→ Problem to solve: Pictures aside, reproduce exactly and only the lines from the one containing "Identify each instance of the conifer" through the end of the records.

Image-grounded pointing data
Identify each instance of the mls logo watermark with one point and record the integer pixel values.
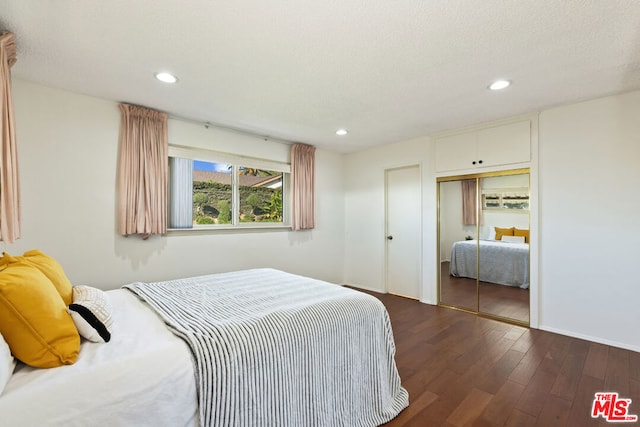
(612, 408)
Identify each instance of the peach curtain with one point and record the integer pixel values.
(469, 201)
(9, 182)
(143, 171)
(303, 183)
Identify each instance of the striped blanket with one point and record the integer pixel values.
(276, 349)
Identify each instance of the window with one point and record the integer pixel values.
(513, 199)
(211, 190)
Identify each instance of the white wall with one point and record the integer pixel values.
(588, 202)
(68, 146)
(365, 218)
(589, 177)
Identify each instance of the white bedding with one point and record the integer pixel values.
(143, 377)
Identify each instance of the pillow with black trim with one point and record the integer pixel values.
(91, 312)
(7, 363)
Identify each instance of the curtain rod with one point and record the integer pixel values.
(207, 125)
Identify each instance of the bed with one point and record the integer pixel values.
(249, 348)
(500, 262)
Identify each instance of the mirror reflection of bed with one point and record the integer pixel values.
(484, 231)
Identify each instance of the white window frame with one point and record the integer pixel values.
(238, 161)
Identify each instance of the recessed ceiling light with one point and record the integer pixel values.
(166, 77)
(499, 84)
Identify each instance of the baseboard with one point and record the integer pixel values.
(590, 338)
(366, 288)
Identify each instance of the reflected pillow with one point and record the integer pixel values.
(503, 232)
(523, 233)
(513, 239)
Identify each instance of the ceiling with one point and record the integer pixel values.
(299, 70)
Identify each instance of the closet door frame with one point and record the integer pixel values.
(532, 259)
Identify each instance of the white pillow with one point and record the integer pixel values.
(7, 363)
(91, 312)
(513, 239)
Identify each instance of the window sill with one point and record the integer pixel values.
(227, 230)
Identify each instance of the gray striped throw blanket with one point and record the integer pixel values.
(276, 349)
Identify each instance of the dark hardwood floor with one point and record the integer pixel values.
(464, 370)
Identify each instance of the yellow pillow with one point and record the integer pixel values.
(503, 232)
(33, 318)
(519, 232)
(50, 267)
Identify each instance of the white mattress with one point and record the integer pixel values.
(143, 377)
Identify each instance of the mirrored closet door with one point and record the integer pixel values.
(483, 228)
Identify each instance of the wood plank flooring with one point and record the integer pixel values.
(464, 370)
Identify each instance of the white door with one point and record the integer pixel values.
(403, 231)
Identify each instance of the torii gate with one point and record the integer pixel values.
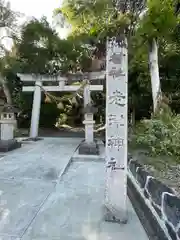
(61, 87)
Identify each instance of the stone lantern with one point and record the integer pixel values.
(8, 125)
(89, 147)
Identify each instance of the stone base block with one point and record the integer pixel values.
(33, 139)
(9, 145)
(89, 148)
(109, 217)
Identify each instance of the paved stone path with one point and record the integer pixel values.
(37, 203)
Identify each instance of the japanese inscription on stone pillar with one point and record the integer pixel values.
(116, 127)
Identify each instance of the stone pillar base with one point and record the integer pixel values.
(109, 217)
(34, 139)
(89, 148)
(9, 145)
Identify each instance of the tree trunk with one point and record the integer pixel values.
(6, 91)
(154, 73)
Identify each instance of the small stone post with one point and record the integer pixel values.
(8, 124)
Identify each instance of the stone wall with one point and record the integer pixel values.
(161, 200)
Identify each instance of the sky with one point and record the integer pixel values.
(37, 9)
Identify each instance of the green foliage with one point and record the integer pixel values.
(160, 134)
(159, 21)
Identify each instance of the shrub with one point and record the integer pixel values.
(160, 134)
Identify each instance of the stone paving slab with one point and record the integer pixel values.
(75, 210)
(8, 238)
(19, 203)
(43, 160)
(25, 183)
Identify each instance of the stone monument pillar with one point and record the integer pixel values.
(89, 147)
(36, 110)
(116, 130)
(8, 124)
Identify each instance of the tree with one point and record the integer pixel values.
(7, 27)
(158, 22)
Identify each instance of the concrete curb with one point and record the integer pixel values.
(157, 205)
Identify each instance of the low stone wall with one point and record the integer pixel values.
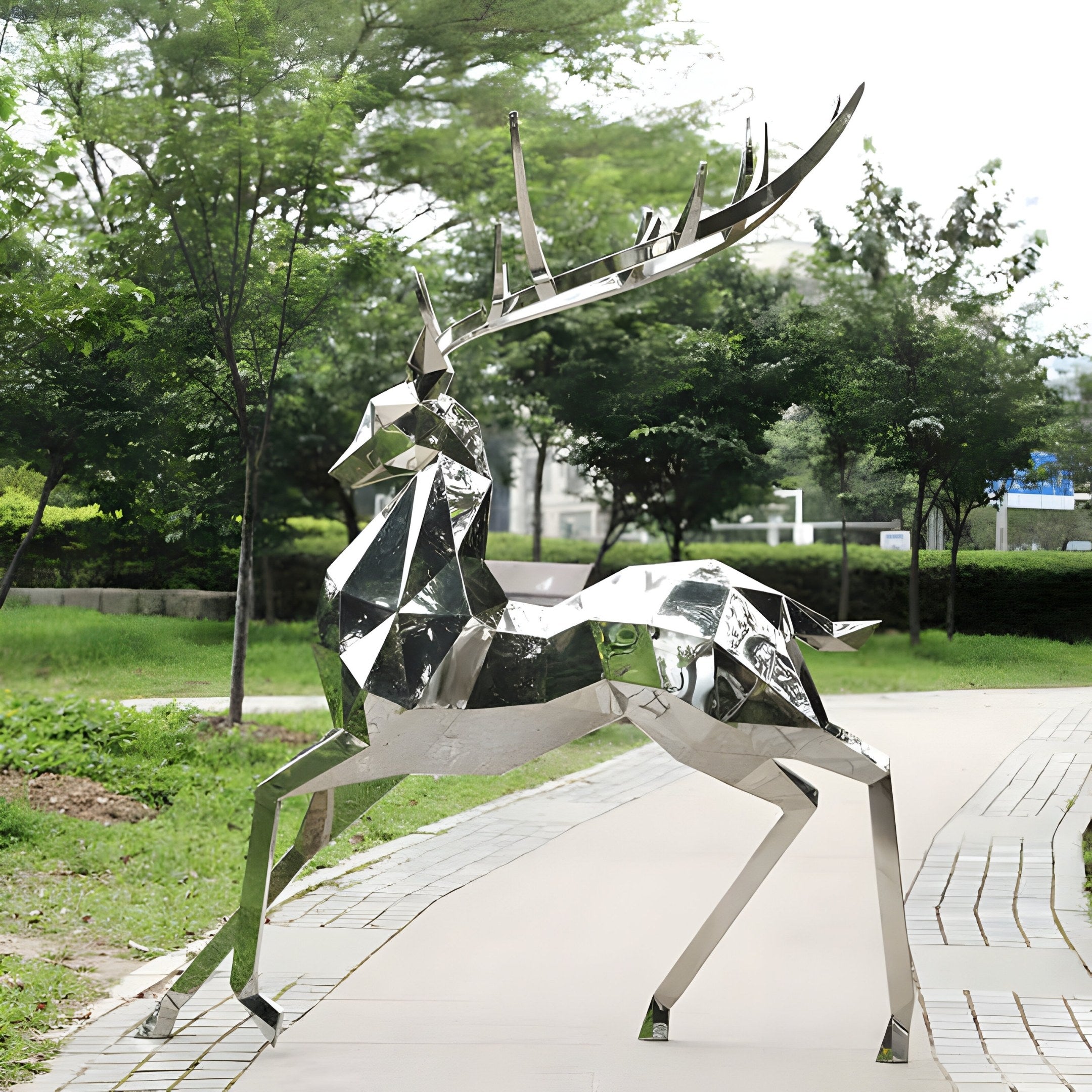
(176, 603)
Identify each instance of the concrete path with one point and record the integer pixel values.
(518, 950)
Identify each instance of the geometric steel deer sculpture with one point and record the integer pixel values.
(429, 670)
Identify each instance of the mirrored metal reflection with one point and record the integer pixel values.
(428, 669)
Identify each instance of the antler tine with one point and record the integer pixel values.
(657, 253)
(499, 276)
(425, 305)
(746, 167)
(536, 260)
(687, 226)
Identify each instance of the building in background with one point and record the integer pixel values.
(569, 506)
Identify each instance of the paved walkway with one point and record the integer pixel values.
(552, 917)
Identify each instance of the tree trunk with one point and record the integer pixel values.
(915, 611)
(349, 511)
(957, 530)
(843, 593)
(536, 520)
(268, 591)
(950, 617)
(616, 528)
(56, 471)
(676, 543)
(244, 588)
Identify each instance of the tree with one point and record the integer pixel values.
(837, 405)
(999, 407)
(678, 425)
(588, 179)
(906, 285)
(70, 400)
(245, 125)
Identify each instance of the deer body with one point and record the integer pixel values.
(429, 670)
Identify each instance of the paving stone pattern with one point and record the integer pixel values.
(988, 876)
(987, 883)
(215, 1040)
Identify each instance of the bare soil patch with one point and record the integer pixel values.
(72, 796)
(263, 733)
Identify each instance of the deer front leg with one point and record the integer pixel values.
(797, 801)
(900, 975)
(330, 813)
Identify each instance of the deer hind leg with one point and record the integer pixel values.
(330, 811)
(842, 753)
(797, 800)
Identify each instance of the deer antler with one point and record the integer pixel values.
(656, 254)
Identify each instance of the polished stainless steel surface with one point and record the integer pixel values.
(429, 669)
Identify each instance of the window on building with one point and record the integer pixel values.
(576, 524)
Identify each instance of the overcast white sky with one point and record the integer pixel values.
(949, 85)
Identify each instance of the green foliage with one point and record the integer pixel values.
(678, 425)
(148, 756)
(1033, 593)
(66, 650)
(18, 823)
(36, 995)
(889, 662)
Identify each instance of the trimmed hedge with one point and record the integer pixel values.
(1028, 593)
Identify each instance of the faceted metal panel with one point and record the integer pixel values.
(429, 670)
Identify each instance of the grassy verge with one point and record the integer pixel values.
(968, 662)
(36, 996)
(65, 650)
(81, 889)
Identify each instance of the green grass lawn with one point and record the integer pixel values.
(71, 888)
(66, 650)
(887, 662)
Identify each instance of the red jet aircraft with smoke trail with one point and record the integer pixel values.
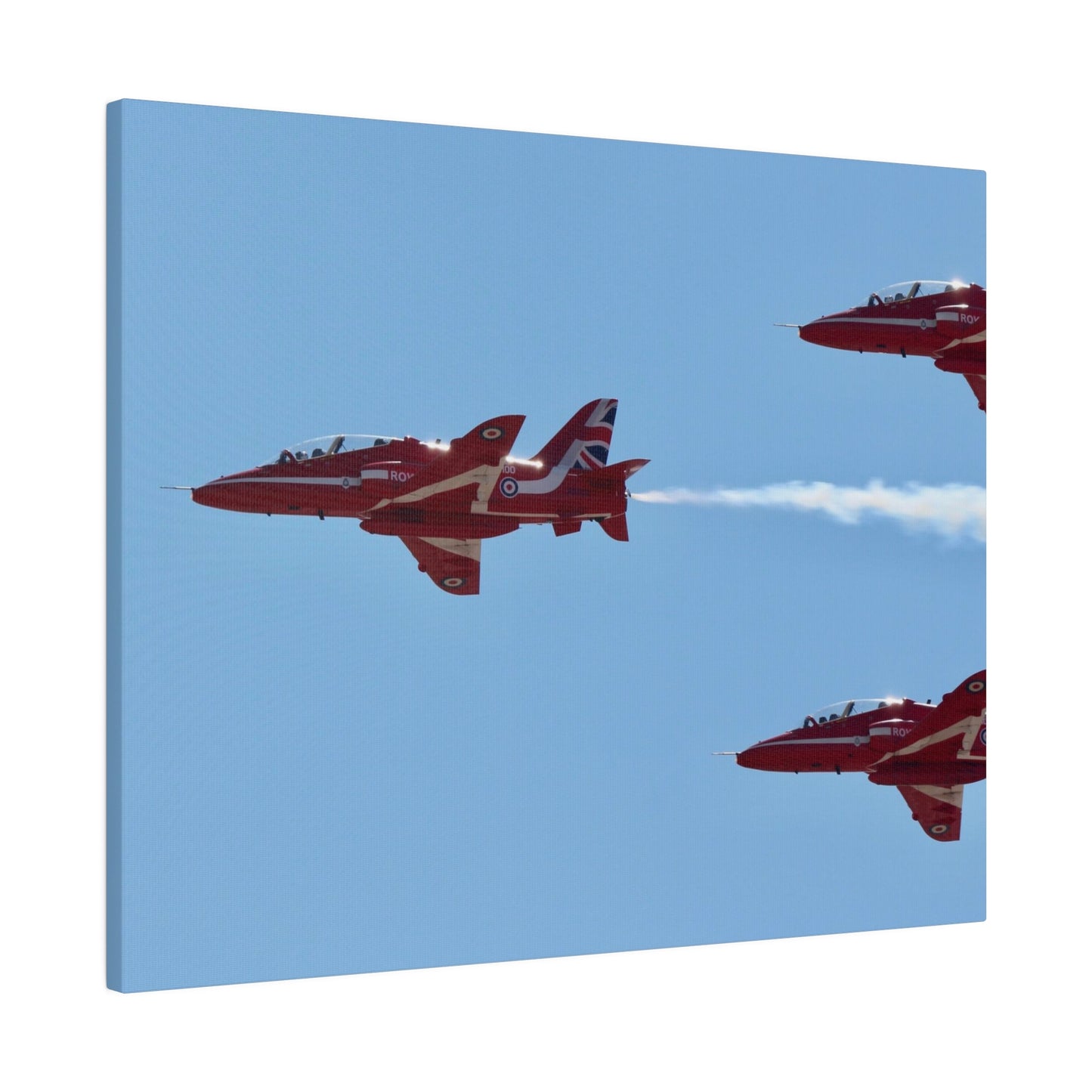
(945, 320)
(928, 753)
(441, 500)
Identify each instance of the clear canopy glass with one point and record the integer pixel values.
(330, 446)
(908, 289)
(843, 709)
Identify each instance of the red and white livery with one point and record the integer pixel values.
(928, 753)
(441, 500)
(940, 319)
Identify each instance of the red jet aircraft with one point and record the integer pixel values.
(918, 318)
(441, 500)
(928, 753)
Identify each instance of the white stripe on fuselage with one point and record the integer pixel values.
(556, 476)
(817, 739)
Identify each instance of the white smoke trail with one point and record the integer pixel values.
(952, 510)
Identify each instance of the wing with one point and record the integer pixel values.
(473, 460)
(938, 810)
(453, 564)
(979, 385)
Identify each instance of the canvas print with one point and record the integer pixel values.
(670, 469)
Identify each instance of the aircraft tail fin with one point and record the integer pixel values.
(584, 441)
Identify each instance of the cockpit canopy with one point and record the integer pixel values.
(330, 446)
(910, 289)
(843, 709)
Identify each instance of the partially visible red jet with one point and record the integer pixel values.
(928, 753)
(942, 319)
(441, 500)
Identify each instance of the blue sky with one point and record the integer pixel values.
(329, 766)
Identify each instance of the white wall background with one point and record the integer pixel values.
(950, 85)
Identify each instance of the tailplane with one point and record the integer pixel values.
(584, 441)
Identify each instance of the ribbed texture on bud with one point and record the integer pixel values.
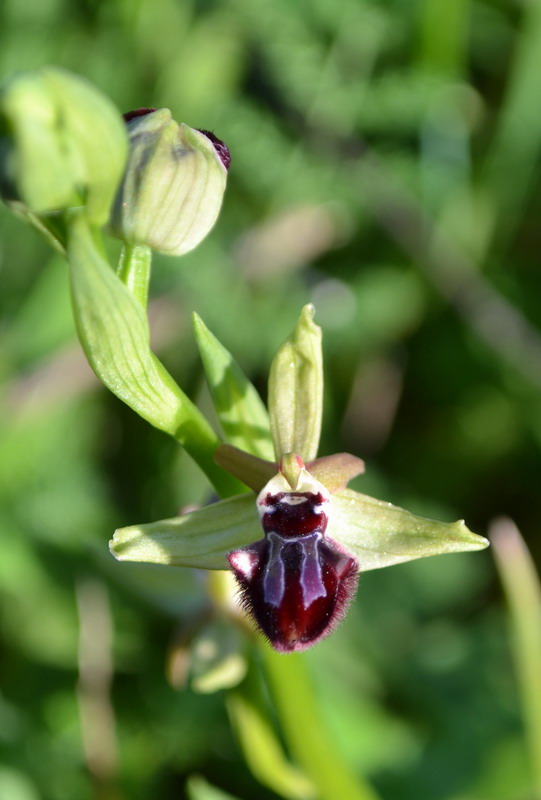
(173, 187)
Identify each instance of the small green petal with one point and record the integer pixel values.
(296, 390)
(336, 471)
(252, 471)
(241, 412)
(380, 534)
(201, 539)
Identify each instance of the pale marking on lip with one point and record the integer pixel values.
(244, 562)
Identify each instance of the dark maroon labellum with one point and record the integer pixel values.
(221, 148)
(139, 112)
(295, 583)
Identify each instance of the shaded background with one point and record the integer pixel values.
(385, 166)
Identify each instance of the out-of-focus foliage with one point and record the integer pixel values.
(385, 165)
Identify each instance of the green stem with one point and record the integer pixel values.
(134, 270)
(305, 731)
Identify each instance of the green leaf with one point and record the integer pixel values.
(296, 391)
(200, 539)
(241, 412)
(62, 144)
(113, 330)
(380, 534)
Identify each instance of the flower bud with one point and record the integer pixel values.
(173, 186)
(62, 144)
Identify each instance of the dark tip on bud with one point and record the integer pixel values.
(221, 148)
(139, 112)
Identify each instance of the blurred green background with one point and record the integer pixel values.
(385, 166)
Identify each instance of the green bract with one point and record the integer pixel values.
(173, 186)
(62, 144)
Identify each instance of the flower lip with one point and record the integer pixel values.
(221, 148)
(296, 583)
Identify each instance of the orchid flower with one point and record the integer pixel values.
(298, 540)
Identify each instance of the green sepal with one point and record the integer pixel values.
(199, 539)
(380, 534)
(296, 390)
(240, 410)
(62, 144)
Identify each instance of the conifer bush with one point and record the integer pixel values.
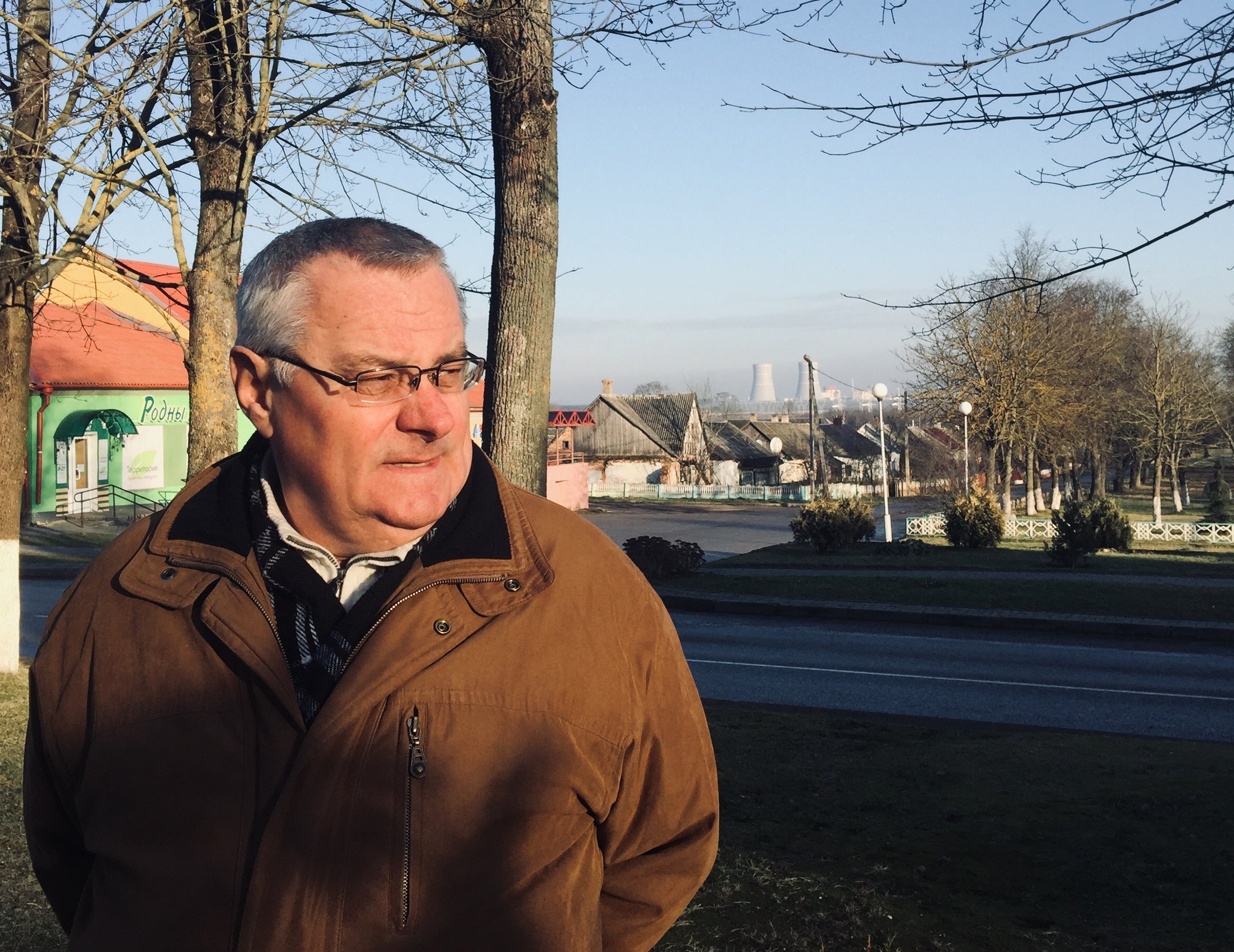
(829, 526)
(973, 521)
(1220, 508)
(1083, 528)
(659, 559)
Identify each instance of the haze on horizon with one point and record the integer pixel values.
(699, 238)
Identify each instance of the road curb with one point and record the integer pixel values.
(685, 601)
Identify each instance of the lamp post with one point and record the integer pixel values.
(965, 408)
(880, 391)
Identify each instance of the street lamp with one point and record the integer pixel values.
(880, 391)
(965, 408)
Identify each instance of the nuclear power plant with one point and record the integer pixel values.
(804, 382)
(763, 390)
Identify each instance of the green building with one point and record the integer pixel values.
(109, 406)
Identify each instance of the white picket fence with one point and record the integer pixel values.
(1142, 531)
(795, 493)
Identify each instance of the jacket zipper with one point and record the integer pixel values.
(416, 770)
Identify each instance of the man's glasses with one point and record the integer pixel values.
(389, 385)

→ Response:
Identify each instance of the conifer bush with one point and record the integer pixel values.
(829, 526)
(973, 521)
(1220, 508)
(1083, 528)
(659, 559)
Identify each instance of the haze on horizon with one point and record the integer pixel values.
(699, 238)
Identify each instance of the road curb with one point and record the integer pixel values.
(685, 601)
Identify each instance of the lamp post with one point and record the integer pixel values.
(965, 408)
(880, 391)
Identify each instance of the street lamp with one point and record the integer pixel values.
(880, 391)
(965, 408)
Identify each instance of the nuclear power plant with one point and record the integer pixel values.
(804, 382)
(763, 390)
Identify each instance of the green building with one point and record the integer pixel values.
(109, 406)
Identify each instance of the white picket fence with one point and record the integer pixel values.
(1142, 531)
(795, 493)
Identify each instance of the jacket zipper with one point and record the integer pixel values.
(416, 770)
Identify each instance of the man's glasses with one point and record the integer pixel values.
(389, 385)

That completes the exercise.